> À COMPLÉTER:
1. Pour chaque affirmation, répondez par oui ou par non selon qu'elle concorde avec l'extrait, puis citez tels quels les mots de l'extrait qui tranchent la question : (a) Cosmos Incorporated et Grande Jonction ont paru chez Albin Michel. (b) Artefact. Machines à écrire 1.0 réunit quatre novellas. (c) Cette année, Dantec a choisi de prolonger le souffle quasi épique de ses deux romans précédents.
2. Reproduisez fidèlement le passage de l'extrait qui commence à « Sans doute cette » et se poursuit jusqu'à « reprendre la route. » inclus.

Artefact. Machines à écrire 1.0

Bien connu du public du polar et de la science-fiction grâce à ses romans La Sirène Rouge, Les Racines du Mal, Babylon Babies et Villa Vortex, Maurice G. Dantec a, depuis 2005, entrepris de restituer, par le médium de la science-fiction, une vision chrétienne de notre monde. En ce sens, les deux romans Cosmos Incorporated et Grande Jonction, parus chez Albin Michel en 2005 et 2006, en décrivant un monde futur où la technologie est entrée en dégénérescence et où les communautés humaines tentent de trouver par la foi un sens à leur existence, ont frappé le lectorat et la critique par l’identité religieuse très forte qui en émanait, et par l’aisance de Dantec à réinvestir les genres du polar et du western. L’ampleur narrative de ces quelque 1300 pages avait permis à Dantec de recréer un monde d’une grande richesse. Ce n’est pourtant pas ce souffle quasi épique que Dantec a choisi cette année de prolonger, préférant s’essayer à la forme courte. Sans doute ce choix est-il, dans Artefact. Machines à écrire 1.0, ce qui fait la singularité du livre, et en même temps ce qui le grève de faiblesses stylistiques et narratives évidentes. Dantec, dans les trois novellas qu’il propose, « Vers le Nord du Ciel », « Artefact », « Le Monde de ce Prince », semble toujours manquer de place, ne pas réussir à trouver dans l’évocation de personnages essentiellement solitaires et en quête d’identité, l’espace suffisant pour que l’idée, toujours passionnante et foisonnante chez lui, prenne réellement chair. On s’est ainsi souvent senti, sauf peut-être en lisant « Artefact », comme face un marathonien qui tenterait de courir un cent mètres sans adopter complètement les techniques spécifiques du sprint…

« Vers le Nord du Ciel » : la soif de rédemption

Sans doute cette novella condense-t-elle tous les défauts que l'on pourra reprocher à ce Dantec 2007 : la variété des thèmes narratifs est faible, et contraste négativement avec le flot d’anaphores, de répétitions qui vident peu à peu le récit d’une substance stylistique réelle, sans parler des anti-métaboles * gratuites et trop nombreuses :

« Allez, il est temps de reprendre la route.

Ou plutôt, de laisser la route nous reprendre. » (p. 177)

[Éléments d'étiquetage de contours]
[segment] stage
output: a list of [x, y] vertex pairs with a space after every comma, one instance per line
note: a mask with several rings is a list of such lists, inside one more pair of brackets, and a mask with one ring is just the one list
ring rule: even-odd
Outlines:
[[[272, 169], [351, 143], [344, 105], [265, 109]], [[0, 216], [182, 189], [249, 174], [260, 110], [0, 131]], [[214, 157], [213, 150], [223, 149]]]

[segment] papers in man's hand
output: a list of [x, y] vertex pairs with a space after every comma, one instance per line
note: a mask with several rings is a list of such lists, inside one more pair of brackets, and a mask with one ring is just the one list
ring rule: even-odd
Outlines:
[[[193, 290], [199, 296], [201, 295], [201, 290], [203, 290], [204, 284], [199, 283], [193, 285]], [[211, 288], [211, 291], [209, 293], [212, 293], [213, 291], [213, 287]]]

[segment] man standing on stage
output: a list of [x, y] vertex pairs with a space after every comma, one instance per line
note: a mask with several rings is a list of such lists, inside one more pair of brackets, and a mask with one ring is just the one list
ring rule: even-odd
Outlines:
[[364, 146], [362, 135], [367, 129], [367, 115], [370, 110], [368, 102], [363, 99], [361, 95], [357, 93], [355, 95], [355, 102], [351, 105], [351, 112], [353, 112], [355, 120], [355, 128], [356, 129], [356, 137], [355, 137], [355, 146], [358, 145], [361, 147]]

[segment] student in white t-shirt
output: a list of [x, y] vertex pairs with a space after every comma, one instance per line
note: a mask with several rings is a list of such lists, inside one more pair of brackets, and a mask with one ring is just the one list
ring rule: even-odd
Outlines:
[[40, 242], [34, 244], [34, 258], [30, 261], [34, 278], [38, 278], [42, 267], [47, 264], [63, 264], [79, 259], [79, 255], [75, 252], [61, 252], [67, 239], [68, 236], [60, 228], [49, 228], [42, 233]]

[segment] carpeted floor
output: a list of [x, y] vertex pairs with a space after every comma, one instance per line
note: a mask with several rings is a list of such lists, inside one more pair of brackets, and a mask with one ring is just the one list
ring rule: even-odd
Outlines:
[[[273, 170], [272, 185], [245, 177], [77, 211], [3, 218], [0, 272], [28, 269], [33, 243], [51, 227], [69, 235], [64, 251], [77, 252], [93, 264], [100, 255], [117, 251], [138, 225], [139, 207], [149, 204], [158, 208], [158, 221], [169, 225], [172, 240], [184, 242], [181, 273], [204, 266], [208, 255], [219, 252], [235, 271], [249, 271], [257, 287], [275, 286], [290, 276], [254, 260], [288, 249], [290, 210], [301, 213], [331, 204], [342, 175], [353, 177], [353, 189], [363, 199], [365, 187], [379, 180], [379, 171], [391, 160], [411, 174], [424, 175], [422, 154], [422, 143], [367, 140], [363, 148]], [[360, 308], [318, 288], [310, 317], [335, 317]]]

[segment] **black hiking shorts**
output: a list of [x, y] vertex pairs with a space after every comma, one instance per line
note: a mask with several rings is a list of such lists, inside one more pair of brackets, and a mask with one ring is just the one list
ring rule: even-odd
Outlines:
--
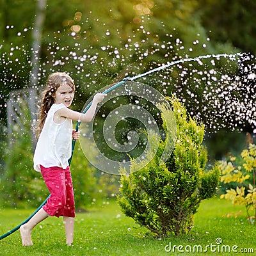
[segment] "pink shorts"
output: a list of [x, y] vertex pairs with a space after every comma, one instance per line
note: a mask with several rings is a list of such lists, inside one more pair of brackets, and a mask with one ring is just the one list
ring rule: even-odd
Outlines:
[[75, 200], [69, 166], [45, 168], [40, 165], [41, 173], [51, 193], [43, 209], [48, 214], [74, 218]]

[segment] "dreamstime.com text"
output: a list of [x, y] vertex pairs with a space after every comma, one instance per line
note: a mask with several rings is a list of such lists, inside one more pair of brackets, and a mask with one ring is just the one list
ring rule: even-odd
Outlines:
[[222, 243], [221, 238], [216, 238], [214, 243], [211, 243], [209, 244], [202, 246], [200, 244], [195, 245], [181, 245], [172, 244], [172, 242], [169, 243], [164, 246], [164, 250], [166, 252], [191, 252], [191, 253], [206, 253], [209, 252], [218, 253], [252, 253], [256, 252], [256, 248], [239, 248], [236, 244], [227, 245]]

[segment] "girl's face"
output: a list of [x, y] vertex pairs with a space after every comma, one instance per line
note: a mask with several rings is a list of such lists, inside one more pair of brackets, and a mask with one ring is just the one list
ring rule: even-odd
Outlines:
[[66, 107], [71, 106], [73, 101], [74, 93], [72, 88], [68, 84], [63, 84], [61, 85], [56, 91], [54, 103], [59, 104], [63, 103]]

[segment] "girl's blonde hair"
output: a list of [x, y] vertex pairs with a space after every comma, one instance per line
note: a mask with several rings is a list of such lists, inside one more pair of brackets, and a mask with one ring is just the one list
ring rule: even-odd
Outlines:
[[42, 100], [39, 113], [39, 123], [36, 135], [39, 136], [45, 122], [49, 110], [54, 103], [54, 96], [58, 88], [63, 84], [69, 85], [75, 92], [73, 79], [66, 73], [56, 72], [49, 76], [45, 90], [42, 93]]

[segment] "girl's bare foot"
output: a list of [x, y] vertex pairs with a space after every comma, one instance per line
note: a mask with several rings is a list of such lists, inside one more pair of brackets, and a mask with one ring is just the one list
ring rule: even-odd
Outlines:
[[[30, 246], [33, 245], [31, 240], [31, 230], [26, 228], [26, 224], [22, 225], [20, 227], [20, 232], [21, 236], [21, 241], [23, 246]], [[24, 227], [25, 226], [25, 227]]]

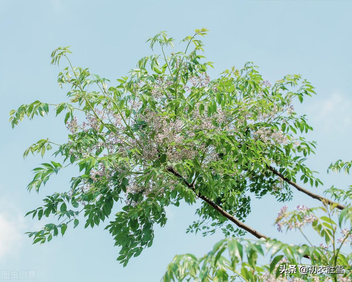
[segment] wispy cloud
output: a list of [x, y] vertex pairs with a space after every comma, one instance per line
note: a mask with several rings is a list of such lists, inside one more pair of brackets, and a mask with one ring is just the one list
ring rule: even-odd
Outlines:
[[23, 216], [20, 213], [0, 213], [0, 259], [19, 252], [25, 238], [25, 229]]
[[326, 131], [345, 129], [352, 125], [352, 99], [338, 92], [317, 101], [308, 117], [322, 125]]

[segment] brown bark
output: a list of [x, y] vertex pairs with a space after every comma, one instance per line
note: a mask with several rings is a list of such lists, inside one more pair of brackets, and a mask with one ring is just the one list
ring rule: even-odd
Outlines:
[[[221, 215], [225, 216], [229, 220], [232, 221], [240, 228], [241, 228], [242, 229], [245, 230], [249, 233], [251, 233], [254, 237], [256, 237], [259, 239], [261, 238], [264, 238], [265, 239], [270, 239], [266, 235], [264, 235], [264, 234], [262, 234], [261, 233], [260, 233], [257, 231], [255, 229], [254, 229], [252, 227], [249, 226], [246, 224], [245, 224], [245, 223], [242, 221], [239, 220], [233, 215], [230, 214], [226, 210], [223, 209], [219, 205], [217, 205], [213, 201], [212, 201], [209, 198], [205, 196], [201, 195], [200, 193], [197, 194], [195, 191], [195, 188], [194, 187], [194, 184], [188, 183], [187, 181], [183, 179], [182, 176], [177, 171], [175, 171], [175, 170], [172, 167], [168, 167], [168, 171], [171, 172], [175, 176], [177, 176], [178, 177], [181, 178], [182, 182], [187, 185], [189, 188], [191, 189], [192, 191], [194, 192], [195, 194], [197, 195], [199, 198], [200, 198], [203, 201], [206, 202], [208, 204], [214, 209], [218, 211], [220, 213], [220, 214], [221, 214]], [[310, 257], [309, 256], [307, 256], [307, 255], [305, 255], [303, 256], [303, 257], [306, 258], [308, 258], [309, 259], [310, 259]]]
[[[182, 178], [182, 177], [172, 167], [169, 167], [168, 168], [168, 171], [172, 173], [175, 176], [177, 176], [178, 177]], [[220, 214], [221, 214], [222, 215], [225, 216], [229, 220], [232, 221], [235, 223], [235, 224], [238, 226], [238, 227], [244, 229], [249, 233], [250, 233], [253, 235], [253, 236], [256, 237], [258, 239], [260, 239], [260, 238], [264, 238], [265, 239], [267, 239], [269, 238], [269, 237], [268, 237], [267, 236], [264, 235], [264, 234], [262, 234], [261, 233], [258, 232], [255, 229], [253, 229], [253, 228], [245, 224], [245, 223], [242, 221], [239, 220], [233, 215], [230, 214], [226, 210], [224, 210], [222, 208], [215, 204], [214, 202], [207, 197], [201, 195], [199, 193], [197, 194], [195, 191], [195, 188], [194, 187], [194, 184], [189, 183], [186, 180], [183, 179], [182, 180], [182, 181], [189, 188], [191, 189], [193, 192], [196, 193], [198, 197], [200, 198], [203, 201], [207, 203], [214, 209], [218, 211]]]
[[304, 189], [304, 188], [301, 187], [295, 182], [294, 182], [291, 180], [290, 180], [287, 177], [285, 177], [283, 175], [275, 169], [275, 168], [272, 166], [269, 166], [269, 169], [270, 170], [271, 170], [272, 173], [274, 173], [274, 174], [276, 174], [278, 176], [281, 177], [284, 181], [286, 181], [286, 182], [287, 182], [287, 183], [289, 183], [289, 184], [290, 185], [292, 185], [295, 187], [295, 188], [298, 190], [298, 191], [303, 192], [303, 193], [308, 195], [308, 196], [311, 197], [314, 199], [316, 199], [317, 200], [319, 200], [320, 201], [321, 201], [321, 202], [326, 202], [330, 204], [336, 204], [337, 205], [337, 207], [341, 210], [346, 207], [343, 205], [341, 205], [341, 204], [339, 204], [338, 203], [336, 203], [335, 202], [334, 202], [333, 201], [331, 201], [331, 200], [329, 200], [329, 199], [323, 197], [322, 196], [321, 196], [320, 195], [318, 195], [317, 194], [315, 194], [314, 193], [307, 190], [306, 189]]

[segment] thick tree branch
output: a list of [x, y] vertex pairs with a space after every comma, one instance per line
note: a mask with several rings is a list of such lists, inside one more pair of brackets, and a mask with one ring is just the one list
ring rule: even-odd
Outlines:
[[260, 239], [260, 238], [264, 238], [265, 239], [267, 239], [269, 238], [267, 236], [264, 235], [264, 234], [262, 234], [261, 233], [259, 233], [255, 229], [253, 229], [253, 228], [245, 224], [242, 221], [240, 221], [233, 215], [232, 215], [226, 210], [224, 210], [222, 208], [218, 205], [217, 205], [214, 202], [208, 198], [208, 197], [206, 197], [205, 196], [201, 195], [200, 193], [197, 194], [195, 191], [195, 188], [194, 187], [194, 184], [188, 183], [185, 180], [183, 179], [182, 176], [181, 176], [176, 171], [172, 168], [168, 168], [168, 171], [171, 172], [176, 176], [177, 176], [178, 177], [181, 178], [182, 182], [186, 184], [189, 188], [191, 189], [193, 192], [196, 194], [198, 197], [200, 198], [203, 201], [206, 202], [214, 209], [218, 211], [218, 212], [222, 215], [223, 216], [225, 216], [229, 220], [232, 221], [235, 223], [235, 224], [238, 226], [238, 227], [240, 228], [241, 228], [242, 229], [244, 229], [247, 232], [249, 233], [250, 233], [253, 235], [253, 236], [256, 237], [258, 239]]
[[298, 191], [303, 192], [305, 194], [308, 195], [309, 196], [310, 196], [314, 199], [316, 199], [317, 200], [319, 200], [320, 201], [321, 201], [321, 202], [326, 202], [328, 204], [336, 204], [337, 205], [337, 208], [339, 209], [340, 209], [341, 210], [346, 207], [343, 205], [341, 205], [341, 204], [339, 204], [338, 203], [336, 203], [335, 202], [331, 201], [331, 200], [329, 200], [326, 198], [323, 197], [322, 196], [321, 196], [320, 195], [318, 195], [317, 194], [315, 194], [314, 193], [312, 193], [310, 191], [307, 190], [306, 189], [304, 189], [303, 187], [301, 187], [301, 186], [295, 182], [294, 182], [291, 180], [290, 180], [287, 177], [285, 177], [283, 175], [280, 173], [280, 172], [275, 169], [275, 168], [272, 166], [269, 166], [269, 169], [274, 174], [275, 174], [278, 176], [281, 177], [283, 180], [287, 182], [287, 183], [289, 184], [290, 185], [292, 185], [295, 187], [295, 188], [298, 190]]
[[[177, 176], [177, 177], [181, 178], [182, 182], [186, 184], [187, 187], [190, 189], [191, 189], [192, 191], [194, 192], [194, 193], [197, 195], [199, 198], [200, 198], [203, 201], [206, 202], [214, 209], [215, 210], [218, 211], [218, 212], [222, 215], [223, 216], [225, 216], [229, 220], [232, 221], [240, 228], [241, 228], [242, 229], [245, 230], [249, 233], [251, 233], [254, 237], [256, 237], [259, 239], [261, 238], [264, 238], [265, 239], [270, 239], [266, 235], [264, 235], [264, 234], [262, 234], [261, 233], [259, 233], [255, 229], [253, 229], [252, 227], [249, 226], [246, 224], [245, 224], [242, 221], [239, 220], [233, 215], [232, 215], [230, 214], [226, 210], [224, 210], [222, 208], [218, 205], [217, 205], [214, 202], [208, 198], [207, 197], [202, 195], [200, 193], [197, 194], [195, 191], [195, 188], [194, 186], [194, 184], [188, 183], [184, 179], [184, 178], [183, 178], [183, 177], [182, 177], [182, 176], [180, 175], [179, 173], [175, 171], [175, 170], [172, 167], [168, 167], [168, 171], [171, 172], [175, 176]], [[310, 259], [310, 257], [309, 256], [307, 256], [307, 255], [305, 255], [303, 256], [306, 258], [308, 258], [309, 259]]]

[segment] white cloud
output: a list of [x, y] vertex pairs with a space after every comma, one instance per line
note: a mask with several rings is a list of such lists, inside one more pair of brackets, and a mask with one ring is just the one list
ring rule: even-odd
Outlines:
* * *
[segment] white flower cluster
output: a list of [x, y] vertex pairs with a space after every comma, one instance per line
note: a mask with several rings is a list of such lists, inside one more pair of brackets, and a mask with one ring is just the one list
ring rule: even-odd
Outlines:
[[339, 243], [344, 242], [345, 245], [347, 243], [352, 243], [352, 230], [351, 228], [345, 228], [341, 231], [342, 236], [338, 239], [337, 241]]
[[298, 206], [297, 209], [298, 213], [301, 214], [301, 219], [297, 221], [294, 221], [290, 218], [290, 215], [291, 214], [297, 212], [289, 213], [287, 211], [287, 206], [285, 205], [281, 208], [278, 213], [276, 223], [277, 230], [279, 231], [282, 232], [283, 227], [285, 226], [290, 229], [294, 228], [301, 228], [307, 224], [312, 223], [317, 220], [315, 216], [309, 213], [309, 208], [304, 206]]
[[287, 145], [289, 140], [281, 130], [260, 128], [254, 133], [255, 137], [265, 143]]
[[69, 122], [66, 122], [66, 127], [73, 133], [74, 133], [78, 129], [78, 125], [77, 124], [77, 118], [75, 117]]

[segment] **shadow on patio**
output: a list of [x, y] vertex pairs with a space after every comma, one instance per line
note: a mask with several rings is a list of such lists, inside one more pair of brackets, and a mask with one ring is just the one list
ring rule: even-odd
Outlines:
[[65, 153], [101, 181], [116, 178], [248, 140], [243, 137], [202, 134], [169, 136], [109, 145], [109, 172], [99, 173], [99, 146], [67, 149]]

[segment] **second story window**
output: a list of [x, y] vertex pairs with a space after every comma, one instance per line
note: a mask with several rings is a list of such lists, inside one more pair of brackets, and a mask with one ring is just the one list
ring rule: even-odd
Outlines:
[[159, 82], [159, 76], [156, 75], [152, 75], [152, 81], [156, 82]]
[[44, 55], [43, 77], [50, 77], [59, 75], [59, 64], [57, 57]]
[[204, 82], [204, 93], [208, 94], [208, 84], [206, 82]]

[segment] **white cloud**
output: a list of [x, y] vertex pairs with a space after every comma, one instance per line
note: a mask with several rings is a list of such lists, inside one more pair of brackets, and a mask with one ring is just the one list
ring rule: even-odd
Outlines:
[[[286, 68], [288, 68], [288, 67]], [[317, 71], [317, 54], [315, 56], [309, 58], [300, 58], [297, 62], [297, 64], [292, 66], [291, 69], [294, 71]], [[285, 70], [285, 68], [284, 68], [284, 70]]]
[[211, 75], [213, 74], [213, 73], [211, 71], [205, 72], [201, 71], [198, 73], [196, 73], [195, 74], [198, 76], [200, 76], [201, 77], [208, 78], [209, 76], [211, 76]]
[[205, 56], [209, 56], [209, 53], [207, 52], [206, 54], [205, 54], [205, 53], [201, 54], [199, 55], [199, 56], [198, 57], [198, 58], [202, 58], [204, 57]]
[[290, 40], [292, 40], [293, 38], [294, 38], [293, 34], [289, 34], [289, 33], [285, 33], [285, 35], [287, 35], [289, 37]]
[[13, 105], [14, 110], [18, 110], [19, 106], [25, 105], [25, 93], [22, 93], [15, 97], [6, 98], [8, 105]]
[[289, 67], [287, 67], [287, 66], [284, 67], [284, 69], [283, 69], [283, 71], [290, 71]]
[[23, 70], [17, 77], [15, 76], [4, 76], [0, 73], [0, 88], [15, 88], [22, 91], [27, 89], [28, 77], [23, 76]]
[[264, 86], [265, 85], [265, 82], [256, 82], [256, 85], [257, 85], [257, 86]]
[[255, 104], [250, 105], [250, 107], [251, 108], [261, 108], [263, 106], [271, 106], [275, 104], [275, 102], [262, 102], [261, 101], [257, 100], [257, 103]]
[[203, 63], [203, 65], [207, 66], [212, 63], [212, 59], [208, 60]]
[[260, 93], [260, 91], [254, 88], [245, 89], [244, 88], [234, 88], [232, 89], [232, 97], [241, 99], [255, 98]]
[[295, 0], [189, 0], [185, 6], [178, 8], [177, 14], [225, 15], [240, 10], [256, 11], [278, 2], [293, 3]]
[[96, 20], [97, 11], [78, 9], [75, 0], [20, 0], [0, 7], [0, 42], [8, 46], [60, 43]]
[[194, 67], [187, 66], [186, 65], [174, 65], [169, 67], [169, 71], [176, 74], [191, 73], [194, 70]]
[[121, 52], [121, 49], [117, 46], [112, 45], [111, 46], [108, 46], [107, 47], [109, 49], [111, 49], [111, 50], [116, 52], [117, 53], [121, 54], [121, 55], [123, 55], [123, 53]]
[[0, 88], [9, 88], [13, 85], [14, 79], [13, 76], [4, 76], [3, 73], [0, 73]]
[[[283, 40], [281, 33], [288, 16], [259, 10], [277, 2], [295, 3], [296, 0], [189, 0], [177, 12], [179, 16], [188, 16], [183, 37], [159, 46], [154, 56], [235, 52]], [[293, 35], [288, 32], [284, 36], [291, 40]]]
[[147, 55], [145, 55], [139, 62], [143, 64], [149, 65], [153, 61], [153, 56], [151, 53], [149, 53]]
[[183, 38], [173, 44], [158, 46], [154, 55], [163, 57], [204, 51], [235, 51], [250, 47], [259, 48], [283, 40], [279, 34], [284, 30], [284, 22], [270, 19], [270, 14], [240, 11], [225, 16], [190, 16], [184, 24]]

> RÉPONSES CORRECTES:
1.
(a) Oui : « parus chez Albin Michel en 2005 et 2006 ».
(b) Non : « les trois novellas qu’il propose ».
(c) Non : « Ce n’est pourtant pas ce souffle quasi épique que Dantec a choisi cette année de prolonger ».

2.
Sans doute cette novella condense-t-elle tous les défauts que l'on pourra reprocher à ce Dantec 2007 : la variété des thèmes narratifs est faible, et contraste négativement avec le flot d’anaphores, de répétitions qui vident peu à peu le récit d’une substance stylistique réelle, sans parler des anti-métaboles * gratuites et trop nombreuses :

« Allez, il est temps de reprendre la route.